§ PAGE TEXT
>>>>>
# Does anyone remember drinking Strawberry Hill?



## boonedoggle (Jun 23, 2006)

So, while at the store looking for snax, I ran across a bottle of some Boone's Strawberry Hill. I remember this was my very first alcoholic beverage, when I was around 14! I bought a bottle just for nostalgic purposes. After chilling it, I took a big swig, from the bottle, just like the old days...and you know what...that swig brought back soooo many memories. Thanks cheap bottle of Kool-aid type wine stuff!


----------



## DriftyGypsy (May 24, 2006)

In my mis-begotten youth I once drank 13 bottles of Boone's farm Apple Wine all by myself...


----------



## BobbyRitz (Nov 25, 2006)

Me and my best friend scored a bottle of this prior to our senior high school class trip to Kings Dominion. We pounded it before leaving...we weren't big drinkers in high school, so needless to say, we were feeling a bit better than good! 

1989 was a good year!


----------



## Bigwaved (May 20, 2006)

Nope.


----------



## 68TriShield (May 15, 2006)

Oh yea,i remember...


----------



## DudeGroovin (Oct 16, 2006)

Oh yeah, sitting in the back of my brother's mustang with the girlfriend (too young to drive) swillin' down some Boone's Farm. Memories.:w


----------



## Warhorse545 (Oct 16, 2005)

Oh yeah or the fizzy stuff Strawberry Hill, Tickled Pink.  


Stacey


----------



## Bigwaved (May 20, 2006)

How about Purple Passion?


----------



## Warhorse545 (Oct 16, 2005)

Bigwaved said:


> How about Purple Passion?


Lets not go there. 

Stacey


----------



## Bigwaved (May 20, 2006)

Warhorse545 said:


> Lets not go there.
> 
> Stacey


:r That says it all.


----------



## kvm (Sep 7, 2005)

Now there is a trip down memory lane. :r :al
The 60's, free love, and Boone's Farm. :w


----------



## icehog3 (Feb 20, 2005)

When my friends were drinking Strawberry Hill, I was chugging 100 proof Southern Comfort....that's just how I rolled.  

Purged a bit of scotch and gin in those days....but the SC treated me nice.


----------



## fireman43 (Oct 15, 2006)

Boone's Farm, MD 20/20, Purple Passion, Thunderbird...Ahhh, the memories. Too young to buy it, limited funds, so quantity always won out over quality in those days.


----------



## TERPSTER (Oct 25, 2006)

OH yes, Strawberry hill and Apple blossom. Those were the days.

:al :s :cb


----------



## Demented (Nov 7, 2006)

I remember drinking Strawberry Hill, and the rest of the Boones Farm flavors.

And Night Train, MD 20/20, Thunderbird (with cool-aid mixed in)… at least I remember buying these!  :al


----------



## muziq (Mar 14, 2005)

That was the "official" drink of my college buddies and I during our freshman year. We'd buy it by the case (usually 2 or 3 cases), down two or three bottles a piece, and then try to storm the sororities or the girls' floors in the dorms. One of the happiest, blurriest years of my life :al


----------



## boonedoggle (Jun 23, 2006)
<<<<<
§ REQUIRED TASKS
1 > Copy again, word for word, the entries from the line holding "of the house" through the final line of the entries, including both ends.
2 > Continue the forum thread about drinking Strawberry Hill from the point where it stops.

§ Collected data entries
>>>>>
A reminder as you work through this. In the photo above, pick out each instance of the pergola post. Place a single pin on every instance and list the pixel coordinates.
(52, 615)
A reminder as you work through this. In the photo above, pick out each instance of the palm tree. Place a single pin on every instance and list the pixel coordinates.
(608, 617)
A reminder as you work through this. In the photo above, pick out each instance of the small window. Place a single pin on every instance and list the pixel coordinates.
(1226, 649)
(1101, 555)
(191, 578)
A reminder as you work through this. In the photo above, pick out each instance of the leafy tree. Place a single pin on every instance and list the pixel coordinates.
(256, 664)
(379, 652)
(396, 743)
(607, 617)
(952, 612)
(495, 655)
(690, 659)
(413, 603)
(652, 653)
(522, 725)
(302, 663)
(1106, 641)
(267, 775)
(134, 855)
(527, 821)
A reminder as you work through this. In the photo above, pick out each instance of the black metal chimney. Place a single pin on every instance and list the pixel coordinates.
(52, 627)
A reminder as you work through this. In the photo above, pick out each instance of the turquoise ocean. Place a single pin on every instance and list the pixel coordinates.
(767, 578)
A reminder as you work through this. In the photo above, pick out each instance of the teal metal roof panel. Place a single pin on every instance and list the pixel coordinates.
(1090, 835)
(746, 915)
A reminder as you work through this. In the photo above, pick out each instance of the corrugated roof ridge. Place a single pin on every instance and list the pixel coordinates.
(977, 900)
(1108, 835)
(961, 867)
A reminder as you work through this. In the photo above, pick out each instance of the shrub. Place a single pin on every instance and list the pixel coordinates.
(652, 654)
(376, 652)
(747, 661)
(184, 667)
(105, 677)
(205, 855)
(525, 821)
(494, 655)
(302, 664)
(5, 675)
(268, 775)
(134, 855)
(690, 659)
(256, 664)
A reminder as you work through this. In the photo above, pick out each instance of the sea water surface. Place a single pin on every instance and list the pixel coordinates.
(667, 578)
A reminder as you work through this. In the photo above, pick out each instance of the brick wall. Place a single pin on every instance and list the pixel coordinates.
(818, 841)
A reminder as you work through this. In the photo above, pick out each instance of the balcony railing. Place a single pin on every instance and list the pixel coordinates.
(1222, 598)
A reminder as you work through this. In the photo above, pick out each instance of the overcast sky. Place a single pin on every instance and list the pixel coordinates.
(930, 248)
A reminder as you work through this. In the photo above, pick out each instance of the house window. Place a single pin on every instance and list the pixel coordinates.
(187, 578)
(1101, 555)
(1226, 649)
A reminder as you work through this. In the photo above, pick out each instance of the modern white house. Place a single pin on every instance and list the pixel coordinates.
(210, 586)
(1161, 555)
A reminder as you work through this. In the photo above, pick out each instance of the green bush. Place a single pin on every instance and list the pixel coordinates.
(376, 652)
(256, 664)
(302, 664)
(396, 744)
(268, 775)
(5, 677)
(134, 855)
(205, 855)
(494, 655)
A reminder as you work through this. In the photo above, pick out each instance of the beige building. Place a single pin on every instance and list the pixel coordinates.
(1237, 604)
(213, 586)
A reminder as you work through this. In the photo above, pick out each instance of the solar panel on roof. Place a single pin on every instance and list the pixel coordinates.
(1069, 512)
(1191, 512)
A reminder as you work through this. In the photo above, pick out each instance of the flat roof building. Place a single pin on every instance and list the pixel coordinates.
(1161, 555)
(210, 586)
<<<<<
§ ANSWERS TO THE EXERCISE
1 >
A reminder as you work through this. In the photo above, pick out each instance of the house window. Place a single pin on every instance and list the pixel coordinates.
(187, 578)
(1101, 555)
(1226, 649)
A reminder as you work through this. In the photo above, pick out each instance of the modern white house. Place a single pin on every instance and list the pixel coordinates.
(210, 586)
(1161, 555)
A reminder as you work through this. In the photo above, pick out each instance of the green bush. Place a single pin on every instance and list the pixel coordinates.
(376, 652)
(256, 664)
(302, 664)
(396, 744)
(268, 775)
(5, 677)
(134, 855)
(205, 855)
(494, 655)
A reminder as you work through this. In the photo above, pick out each instance of the beige building. Place a single pin on every instance and list the pixel coordinates.
(1237, 604)
(213, 586)
A reminder as you work through this. In the photo above, pick out each instance of the solar panel on roof. Place a single pin on every instance and list the pixel coordinates.
(1069, 512)
(1191, 512)
A reminder as you work through this. In the photo above, pick out each instance of the flat roof building. Place a single pin on every instance and list the pixel coordinates.
(1161, 555)
(210, 586)

2 >
I was alergic to the Mad Dog Kiwi (the green crap), but we also got something we called liquid cocain back then...it was called Cysco or Sysco or something like that. It was believe that if you drank enough of it you could black out while still keeping your groove on the dance floor! :r


----------



## Demented (Nov 7, 2006)

boonedoggle said:


> I was alergic to the Mad Dog Kiwi (the green crap)


Never heard of M/D kiwi. Just the grape stuff, it was like liquid reds.


----------



## ca21455 (Jul 23, 2006)

As I remember, cheap high, nasty hang over! :hn


----------



## KyLongbeard (Nov 13, 2006)

I think that was a staple for all highschool students to try!:r


----------



## catfishm2 (Nov 6, 2004)

Probably one of the worst days of my life came after a night of drinking Strawberry Hill. My father knew what had happened, but instead of punishing me in some conventional way, he made me mow our lawn(about an acre) on a hot July Saturday. We only had a push mower at the time, not self propelled either. He had this big ear to ear grin on his face every time I u .
I would have been much happier if he had just beat the hell out of me.


----------



## Bigwaved (May 20, 2006)

catfishm2 said:


> Probably one of the worst days of my life came after a night of drinking Strawberry Hill. My father knew what had happened, but instead of punishing me in some conventional way, he made me mow our lawn(about an acre) on a hot July Saturday. We only had a push mower at the time, not self propelled either. He had this big ear to ear grin on his face every time I u .
> I would have been much happier if he had just beat the hell out of me.


Priceless lesson.


----------



## icehog3 (Feb 20, 2005)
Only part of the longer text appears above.